(ДОКУМЕНТ)
Но есть и оправдание этой беспамятности. Далеко не каждый может понести столь жёсткую правду о человеке. Не каждый настолько верует во Христа и Его победу, чтобы иметь силы помнить. Тяжела, слишком тяжела первая правда о человеке, потому в нас существует некий защитный механизм. На сознании как бы стоит предохранитель, который не позволяет в полноте увидеть наше человеческое, опустившееся до диавольского.

В романе Л. Улицкой «Даниэль Штайн, переводчик», написанном на основе реальных биографий и событий, приводится пример неверия евреев в возможность планового их уничтожения. Дьявольский замысел, осуществляемый фашистами, им кажется немыслимым, невероятным, а потому — невозможным. Машина уничтожения евреев уже вовсю работала, а они — не верили. Им казалось, что убийства — это просто случайности, которые неизбежны во время войны.

Виктор Франкл (австрийский психолог, психиатр, невролог), на долю которого выпали три года фашистских лагерей, в своей книге «Скажи жизни да!» писал: «Психиатрам известна картина так называемого бреда помилования, когда приговоренный к смерти буквально перед казнью начинает, в полном безумии, верить, что в самый последний момент его помилуют. Вот и мы озарились надеждой и поверили — это не будет, не может быть так ужасно».

(ДАННЫЕ ДЛЯ ОБРАБОТКИ)
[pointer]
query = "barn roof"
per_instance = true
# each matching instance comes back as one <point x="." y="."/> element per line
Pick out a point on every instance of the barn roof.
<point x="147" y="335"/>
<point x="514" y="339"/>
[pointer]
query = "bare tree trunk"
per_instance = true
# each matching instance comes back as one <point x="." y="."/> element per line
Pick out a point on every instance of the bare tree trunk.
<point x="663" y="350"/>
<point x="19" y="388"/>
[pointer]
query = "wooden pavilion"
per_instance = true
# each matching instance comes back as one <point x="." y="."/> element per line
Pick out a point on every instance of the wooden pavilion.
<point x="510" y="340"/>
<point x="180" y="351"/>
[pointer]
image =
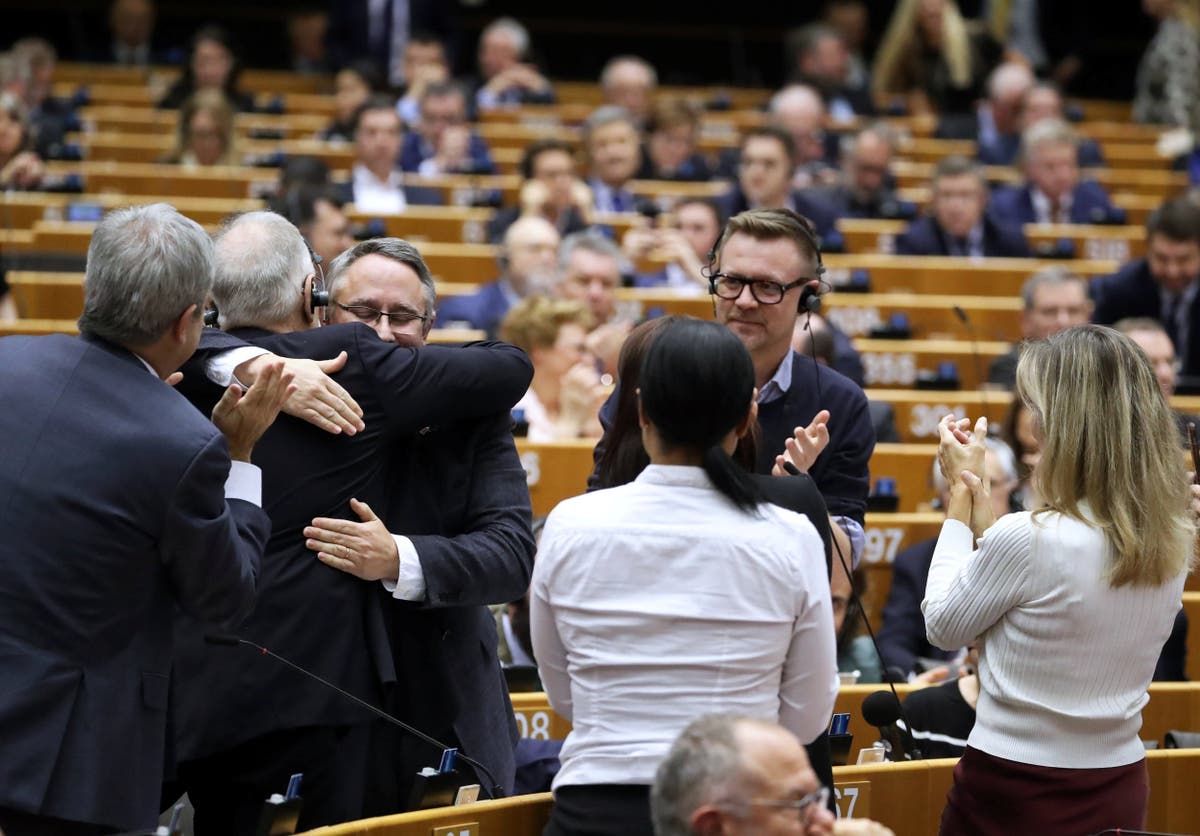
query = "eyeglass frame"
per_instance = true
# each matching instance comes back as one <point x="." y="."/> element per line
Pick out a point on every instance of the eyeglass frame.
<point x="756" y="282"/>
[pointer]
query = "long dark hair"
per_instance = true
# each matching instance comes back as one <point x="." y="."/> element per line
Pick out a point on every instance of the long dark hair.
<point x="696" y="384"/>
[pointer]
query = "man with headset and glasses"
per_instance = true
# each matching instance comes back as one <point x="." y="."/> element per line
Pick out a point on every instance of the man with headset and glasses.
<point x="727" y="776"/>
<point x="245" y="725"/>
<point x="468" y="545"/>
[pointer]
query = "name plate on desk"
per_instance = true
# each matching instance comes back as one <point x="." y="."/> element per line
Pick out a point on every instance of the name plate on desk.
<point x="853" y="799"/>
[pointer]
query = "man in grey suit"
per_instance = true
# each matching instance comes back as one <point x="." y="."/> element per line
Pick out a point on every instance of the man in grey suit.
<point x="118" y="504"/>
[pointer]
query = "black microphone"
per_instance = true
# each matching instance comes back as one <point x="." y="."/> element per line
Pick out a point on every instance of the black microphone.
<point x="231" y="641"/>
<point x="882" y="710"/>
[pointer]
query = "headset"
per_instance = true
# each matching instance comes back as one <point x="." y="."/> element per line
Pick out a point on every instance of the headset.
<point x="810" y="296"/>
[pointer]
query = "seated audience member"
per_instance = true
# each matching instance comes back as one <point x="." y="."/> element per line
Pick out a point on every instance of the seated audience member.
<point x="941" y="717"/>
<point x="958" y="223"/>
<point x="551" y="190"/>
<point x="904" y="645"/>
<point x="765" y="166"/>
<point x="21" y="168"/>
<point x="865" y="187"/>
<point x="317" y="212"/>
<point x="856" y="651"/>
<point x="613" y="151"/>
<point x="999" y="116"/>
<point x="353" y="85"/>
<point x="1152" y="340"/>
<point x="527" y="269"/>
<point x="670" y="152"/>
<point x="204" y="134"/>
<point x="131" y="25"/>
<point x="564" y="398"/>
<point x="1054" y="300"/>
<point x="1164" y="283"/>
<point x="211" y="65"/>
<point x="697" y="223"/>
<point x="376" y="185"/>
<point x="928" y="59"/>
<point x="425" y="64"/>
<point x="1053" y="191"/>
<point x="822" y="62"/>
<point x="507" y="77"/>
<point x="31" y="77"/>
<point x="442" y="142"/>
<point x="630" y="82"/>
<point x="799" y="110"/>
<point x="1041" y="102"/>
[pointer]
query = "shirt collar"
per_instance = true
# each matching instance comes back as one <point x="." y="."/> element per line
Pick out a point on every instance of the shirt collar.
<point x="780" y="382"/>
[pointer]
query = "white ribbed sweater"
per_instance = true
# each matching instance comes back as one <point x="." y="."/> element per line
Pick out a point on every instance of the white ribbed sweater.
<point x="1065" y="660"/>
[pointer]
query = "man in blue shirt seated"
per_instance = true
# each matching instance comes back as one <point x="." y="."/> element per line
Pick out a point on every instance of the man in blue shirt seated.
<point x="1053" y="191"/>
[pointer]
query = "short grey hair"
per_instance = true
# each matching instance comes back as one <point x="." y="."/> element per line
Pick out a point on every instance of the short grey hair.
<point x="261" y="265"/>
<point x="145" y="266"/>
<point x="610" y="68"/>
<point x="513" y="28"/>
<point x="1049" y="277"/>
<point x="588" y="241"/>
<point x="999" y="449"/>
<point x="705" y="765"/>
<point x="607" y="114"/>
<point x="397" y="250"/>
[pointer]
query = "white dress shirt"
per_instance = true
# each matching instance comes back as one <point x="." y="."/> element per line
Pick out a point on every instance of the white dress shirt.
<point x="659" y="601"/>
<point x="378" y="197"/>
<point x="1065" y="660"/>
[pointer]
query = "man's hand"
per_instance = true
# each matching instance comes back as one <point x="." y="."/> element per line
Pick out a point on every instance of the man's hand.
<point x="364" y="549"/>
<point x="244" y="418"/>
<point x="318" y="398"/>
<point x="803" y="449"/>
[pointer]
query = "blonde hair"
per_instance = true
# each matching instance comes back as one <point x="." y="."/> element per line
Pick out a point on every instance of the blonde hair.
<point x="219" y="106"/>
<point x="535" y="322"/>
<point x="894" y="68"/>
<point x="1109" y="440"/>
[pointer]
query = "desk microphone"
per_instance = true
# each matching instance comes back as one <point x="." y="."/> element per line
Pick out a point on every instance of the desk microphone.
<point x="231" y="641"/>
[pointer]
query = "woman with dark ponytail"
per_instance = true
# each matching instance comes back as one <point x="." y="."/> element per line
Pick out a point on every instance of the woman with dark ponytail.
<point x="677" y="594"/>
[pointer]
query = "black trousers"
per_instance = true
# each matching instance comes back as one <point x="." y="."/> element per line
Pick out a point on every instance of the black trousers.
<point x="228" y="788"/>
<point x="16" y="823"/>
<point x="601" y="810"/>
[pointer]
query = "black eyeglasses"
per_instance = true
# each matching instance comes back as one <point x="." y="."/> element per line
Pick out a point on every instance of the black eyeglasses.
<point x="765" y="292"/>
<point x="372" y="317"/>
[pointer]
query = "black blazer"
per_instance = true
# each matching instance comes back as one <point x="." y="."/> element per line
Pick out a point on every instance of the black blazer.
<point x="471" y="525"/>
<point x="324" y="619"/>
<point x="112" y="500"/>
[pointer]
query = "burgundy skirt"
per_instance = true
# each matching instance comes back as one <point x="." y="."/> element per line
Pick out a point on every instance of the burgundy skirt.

(ЗАДАНИЯ)
**a.** Сколько времени Виктор Франкл провёл в фашистских лагерях, согласно документу?
**b.** Сообщите, пожалуйста, сколько строк листинга содержат строку «hand». Укажите только число.
Документ и листинг никак не связаны между собой.

(ОТВЕТЫ)
**a.** Три года.

**b.** 2